→ **PROBLEM REQUIREMENTS**
Could you output every record below exactly, leaving out the pictures?

→ **Point-per-instance localization data**
========================================================================

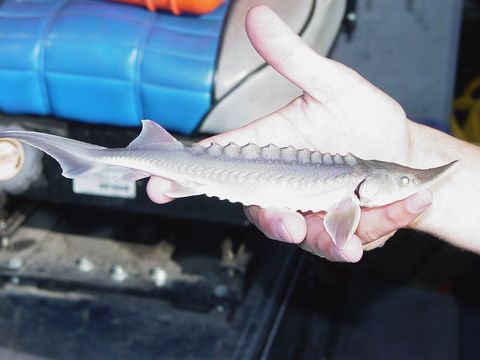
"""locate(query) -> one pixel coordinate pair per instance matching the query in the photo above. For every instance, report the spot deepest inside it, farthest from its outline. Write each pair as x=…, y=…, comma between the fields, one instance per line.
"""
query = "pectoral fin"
x=342, y=220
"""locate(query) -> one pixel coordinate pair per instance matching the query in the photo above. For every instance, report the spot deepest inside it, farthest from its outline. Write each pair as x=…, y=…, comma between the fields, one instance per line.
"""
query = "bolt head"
x=14, y=263
x=220, y=291
x=84, y=264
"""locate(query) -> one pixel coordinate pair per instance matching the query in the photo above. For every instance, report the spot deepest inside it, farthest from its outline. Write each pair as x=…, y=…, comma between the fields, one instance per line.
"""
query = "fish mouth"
x=430, y=176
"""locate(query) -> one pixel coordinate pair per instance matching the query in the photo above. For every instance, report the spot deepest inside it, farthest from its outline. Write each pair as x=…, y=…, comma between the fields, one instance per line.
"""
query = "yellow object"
x=469, y=129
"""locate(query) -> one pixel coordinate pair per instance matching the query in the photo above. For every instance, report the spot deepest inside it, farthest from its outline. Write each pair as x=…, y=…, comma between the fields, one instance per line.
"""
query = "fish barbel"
x=298, y=179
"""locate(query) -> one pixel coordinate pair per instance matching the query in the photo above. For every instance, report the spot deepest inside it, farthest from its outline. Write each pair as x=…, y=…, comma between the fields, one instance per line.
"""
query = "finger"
x=320, y=243
x=290, y=56
x=278, y=223
x=378, y=243
x=267, y=130
x=156, y=189
x=381, y=221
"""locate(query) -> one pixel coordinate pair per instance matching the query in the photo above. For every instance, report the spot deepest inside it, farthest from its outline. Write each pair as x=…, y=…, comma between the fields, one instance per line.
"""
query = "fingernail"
x=281, y=233
x=419, y=202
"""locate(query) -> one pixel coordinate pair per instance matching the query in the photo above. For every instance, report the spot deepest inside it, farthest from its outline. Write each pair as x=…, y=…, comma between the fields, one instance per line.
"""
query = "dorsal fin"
x=153, y=135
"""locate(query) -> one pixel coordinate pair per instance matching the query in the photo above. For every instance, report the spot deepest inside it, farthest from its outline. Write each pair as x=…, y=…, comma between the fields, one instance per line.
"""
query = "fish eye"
x=405, y=180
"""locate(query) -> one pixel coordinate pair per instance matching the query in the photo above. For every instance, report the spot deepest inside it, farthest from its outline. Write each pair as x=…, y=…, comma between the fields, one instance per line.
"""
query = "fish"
x=266, y=176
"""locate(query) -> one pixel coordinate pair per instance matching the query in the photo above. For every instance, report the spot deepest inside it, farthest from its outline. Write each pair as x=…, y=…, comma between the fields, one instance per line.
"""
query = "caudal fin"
x=73, y=156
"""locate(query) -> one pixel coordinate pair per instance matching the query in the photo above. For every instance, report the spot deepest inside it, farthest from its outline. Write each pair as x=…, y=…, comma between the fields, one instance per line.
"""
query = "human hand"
x=338, y=112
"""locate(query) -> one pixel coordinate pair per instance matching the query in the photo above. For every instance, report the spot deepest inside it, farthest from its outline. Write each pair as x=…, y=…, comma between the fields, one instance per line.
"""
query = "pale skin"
x=342, y=112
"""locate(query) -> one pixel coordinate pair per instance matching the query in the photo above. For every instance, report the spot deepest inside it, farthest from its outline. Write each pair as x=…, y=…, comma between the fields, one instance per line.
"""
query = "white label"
x=105, y=183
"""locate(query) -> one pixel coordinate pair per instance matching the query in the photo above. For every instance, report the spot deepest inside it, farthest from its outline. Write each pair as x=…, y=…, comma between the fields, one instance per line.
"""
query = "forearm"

========================================================================

→ **ANSWER SPACE**
"""locate(query) -> one pixel coordinate pair per instance matching the query in the photo above. For every instance, report the spot deepest inside it, farthest from its outline. Write each pair as x=…, y=…, comma between the fields, one instance per line.
"""
query = "pectoral fin"
x=342, y=220
"""locate(query) -> one pixel coordinate pair per instance matching the query in the photo above. For every instance, report the spot deepest inside it, farthest from its outline. Write each pair as x=…, y=…, comma between the fields, one instance per line.
"""
query = "bolt head"
x=14, y=263
x=220, y=291
x=84, y=264
"""locate(query) -> one pixel coordinate pair per instance matching the query in the photo above. For every instance, report the spot deepest inside it, farthest from its outline. Write each pair as x=…, y=…, comma between the fields, one instance per line.
"""
query = "fish mouth"
x=430, y=176
"""locate(query) -> one pixel coordinate pair per instance matching the query in the photo above. For every instance, report the spot deepest inside it, farthest from its outline. Write each pair as x=…, y=…, comma between the fields, one instance per line.
"""
query = "yellow object"
x=469, y=129
"""locate(query) -> one pixel coordinate pair per instance matching the query in the photo above. For every instance, report the spot deepest inside it, farthest from its outline. Write each pair as x=…, y=…, comma between the fields, one instance per line.
"""
query = "fish barbel"
x=298, y=179
"""locate(query) -> one pixel coordinate pair per instance matching the query in the photo above. For every instance, report the spot deepest inside it, farthest from its outline. Write each pair as x=…, y=…, comma between the fields, one instance per line.
"""
query = "finger"
x=320, y=243
x=290, y=56
x=278, y=223
x=378, y=243
x=267, y=130
x=156, y=189
x=381, y=221
"""locate(query) -> one pixel coordinate pair per instance matching the query in the photo above. For every instance, report the spot deepest inside it, farthest from its outline. Write each pair as x=…, y=…, comma between the fields, one instance per line.
"""
query = "fingernail"
x=281, y=233
x=419, y=202
"""locate(query) -> one pixel coordinate pair per instance matching the query in the photo above. For every instance, report the spot deepest inside it, farthest from its outline. Write each pair as x=…, y=…, comma between the fields, one instance per line.
"""
query = "dorsal fin"
x=153, y=135
"""locate(query) -> one pixel coordinate pair per instance matching the query in the photo above. For every instance, report the spot deepest inside it, farthest from its outline. Write each pair as x=…, y=…, comma between the fields, one instance per line.
"""
query = "fish eye"
x=405, y=180
"""locate(query) -> one pixel coordinate pair per instance matching the query in the photo above. For every instance, report the spot deepest inside it, farthest from its outline. Write each pair as x=…, y=…, comma between the fields, one instance per line.
"""
query = "fish"
x=266, y=176
"""locate(query) -> one pixel coordinate pair per instance matching the query in the photo above. For every instance, report the spot deepest inside it, farthest from its outline. Write each pair as x=…, y=…, comma between the fields, one instance per line.
"""
query = "caudal fin"
x=73, y=156
"""locate(query) -> one pixel coordinate pair per instance matching the query in the photo above. For every instance, report the spot deepest inside it, farthest from its outline. Write each pair as x=…, y=…, comma between the fields, one instance per line.
"""
query = "human hand"
x=338, y=112
"""locate(query) -> one pixel coordinate pair per instance matching the query in the photo above. For every instance, report the spot deepest inside it, farthest from its outline. Write each pair as x=…, y=…, comma between the fields, one instance per line.
"""
query = "pale skin"
x=342, y=112
"""locate(query) -> one pixel coordinate pair per instance matching the query in the photo above. For every instance, report the spot deepest inside it, farthest from its outline. Write each pair as x=…, y=…, comma between the fields, one instance per line.
"""
query = "white label"
x=105, y=183
"""locate(query) -> one pixel coordinate pair per instance matching the query in the photo above. For every instance, report the spot deepest inside it, farthest from its outline. Write each pair as x=…, y=…, comma between the fields, one instance per line.
"""
query = "forearm"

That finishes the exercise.